(Point localization data)
□ □ □ □ □
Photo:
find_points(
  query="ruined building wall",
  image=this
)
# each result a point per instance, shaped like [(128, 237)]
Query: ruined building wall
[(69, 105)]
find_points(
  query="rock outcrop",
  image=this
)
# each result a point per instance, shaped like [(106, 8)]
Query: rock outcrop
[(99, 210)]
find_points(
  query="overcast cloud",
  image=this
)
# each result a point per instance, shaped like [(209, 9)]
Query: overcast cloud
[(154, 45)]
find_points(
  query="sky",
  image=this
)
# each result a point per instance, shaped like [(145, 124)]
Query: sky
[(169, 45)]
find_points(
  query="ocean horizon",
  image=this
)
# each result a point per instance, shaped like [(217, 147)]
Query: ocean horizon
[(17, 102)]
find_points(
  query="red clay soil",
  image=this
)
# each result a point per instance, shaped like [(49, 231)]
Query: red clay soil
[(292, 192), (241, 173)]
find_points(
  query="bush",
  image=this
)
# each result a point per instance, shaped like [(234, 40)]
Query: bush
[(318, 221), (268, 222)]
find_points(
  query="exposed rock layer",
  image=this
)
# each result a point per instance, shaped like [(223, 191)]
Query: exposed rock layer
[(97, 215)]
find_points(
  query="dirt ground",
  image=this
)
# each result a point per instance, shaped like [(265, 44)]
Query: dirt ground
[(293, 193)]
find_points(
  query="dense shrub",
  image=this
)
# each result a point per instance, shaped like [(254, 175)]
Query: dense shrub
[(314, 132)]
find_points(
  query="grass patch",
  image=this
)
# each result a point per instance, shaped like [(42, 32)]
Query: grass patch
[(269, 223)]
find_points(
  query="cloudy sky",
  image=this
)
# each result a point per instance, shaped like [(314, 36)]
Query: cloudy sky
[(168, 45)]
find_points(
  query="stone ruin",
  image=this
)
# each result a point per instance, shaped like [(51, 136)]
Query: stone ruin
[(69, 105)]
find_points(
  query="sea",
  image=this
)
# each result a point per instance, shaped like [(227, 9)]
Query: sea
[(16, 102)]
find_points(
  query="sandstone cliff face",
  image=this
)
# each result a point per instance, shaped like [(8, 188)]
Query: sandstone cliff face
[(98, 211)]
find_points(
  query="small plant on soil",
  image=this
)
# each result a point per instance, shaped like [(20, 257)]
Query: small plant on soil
□ □ □ □ □
WORK REQUIRED => Wherever a line of the records above contains the string "plant", copy that line out.

RESPONSE BELOW =>
  query="small plant on soil",
Query: small plant on soil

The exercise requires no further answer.